■ **Task statement**
Retype the full set of data, character for character.

■ **Recorded information**
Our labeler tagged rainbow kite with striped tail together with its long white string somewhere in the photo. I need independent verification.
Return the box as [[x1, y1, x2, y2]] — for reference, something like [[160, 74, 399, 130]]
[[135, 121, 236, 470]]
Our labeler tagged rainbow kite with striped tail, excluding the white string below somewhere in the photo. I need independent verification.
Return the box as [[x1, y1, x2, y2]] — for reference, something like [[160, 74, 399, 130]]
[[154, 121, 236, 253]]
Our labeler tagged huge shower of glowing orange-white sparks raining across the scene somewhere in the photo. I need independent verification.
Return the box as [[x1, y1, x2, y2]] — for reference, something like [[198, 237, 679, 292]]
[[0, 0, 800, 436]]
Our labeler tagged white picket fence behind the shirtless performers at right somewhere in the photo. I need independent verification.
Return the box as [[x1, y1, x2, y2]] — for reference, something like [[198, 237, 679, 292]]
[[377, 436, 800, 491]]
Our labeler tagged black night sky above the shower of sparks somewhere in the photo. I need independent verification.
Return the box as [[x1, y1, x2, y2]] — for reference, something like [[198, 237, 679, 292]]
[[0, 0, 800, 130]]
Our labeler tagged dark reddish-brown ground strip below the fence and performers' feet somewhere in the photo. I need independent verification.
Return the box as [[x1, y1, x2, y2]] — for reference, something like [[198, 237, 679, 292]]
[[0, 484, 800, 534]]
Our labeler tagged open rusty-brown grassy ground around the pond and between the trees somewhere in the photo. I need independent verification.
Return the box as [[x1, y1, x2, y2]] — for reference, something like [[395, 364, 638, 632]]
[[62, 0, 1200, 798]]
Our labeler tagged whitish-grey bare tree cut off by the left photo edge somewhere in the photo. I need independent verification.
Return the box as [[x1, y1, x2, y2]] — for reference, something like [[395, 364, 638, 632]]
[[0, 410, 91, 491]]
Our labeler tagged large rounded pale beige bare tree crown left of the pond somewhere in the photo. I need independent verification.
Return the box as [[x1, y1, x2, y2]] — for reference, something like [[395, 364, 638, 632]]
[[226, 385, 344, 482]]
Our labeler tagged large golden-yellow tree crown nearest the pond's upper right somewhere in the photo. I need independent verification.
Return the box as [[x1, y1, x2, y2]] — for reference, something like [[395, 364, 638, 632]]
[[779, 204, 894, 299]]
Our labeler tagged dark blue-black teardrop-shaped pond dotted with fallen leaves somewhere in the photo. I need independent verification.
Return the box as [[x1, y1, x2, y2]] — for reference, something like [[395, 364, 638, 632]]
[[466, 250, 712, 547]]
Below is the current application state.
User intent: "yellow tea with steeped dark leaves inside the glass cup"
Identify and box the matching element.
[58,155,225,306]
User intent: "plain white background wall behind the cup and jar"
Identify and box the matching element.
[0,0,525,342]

■ **Expected answer**
Our labeler tagged rainbow kite with striped tail together with its long white string somewhere in the photo. I need independent verification.
Return the box as [[x1, y1, x2, y2]] — for reference, something like [[160, 74, 399, 130]]
[[135, 121, 236, 470]]
Our labeler tagged rainbow kite with striped tail, excluding the white string below somewhere in the photo. I need independent verification.
Return the box as [[x1, y1, x2, y2]] — for reference, something like [[160, 74, 399, 130]]
[[154, 121, 236, 253]]
Our labeler tagged huge shower of glowing orange-white sparks raining across the scene somewhere in the photo. I need independent verification.
Return the box as [[x1, y1, x2, y2]] — for reference, something like [[198, 237, 679, 292]]
[[0, 0, 800, 436]]
Our labeler tagged white picket fence behind the shirtless performers at right somewhere in the photo. I need independent verification.
Return the box as [[x1, y1, x2, y2]] — for reference, something like [[198, 237, 679, 292]]
[[377, 436, 800, 491]]
Our labeler tagged black night sky above the shower of sparks somewhere in the photo. I need independent verification.
Return the box as [[x1, y1, x2, y2]] — for reference, something like [[198, 237, 679, 292]]
[[0, 0, 800, 130]]
Our labeler tagged dark reddish-brown ground strip below the fence and performers' feet somewhere in the photo. I need independent verification.
Return the box as [[x1, y1, x2, y2]] — for reference, something like [[198, 237, 679, 292]]
[[0, 484, 800, 534]]
Our labeler tagged open rusty-brown grassy ground around the pond and between the trees somewhere in the photo. I need independent verification.
Return the box as [[x1, y1, x2, y2]] — for reference, something like [[395, 364, 638, 632]]
[[62, 0, 1200, 798]]
Our labeler tagged whitish-grey bare tree cut off by the left photo edge somewhere in the photo. I need independent verification.
Return the box as [[x1, y1, x2, y2]] — for reference, something like [[395, 364, 638, 632]]
[[0, 410, 91, 491]]
Our labeler tagged large rounded pale beige bare tree crown left of the pond somewhere in the photo. I need independent verification.
Return the box as [[x1, y1, x2, y2]] — for reference, something like [[395, 364, 638, 632]]
[[226, 385, 344, 482]]
Our labeler tagged large golden-yellow tree crown nearest the pond's upper right somewhere in the photo. I need independent verification.
Return the box as [[x1, y1, x2, y2]] — for reference, something like [[395, 364, 638, 632]]
[[779, 204, 894, 299]]
Our labeler tagged dark blue-black teardrop-shaped pond dotted with fallen leaves somewhere in the photo. I need independent verification.
Return the box as [[x1, y1, x2, y2]] — for reference, something like [[395, 364, 638, 632]]
[[466, 250, 712, 547]]
Below is the current application state.
User intent: "yellow tea with steeped dark leaves inside the glass cup"
Identify and box the matching element.
[58,155,225,306]
User intent: "plain white background wall behind the cup and jar"
Identify and box the matching element.
[0,0,525,342]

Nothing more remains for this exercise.